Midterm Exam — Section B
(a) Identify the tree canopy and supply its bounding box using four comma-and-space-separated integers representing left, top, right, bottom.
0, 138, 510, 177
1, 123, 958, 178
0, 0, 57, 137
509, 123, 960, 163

YOUR TASK: Once you have read the data, copy all of it out exactly.

EXPECTED OUTPUT:
Midterm Exam — Section B
(a) Identify the tree canopy and supply its bounding box using four comma-and-space-separated integers representing left, top, right, bottom.
0, 138, 510, 177
1, 123, 958, 178
0, 0, 57, 137
509, 123, 960, 163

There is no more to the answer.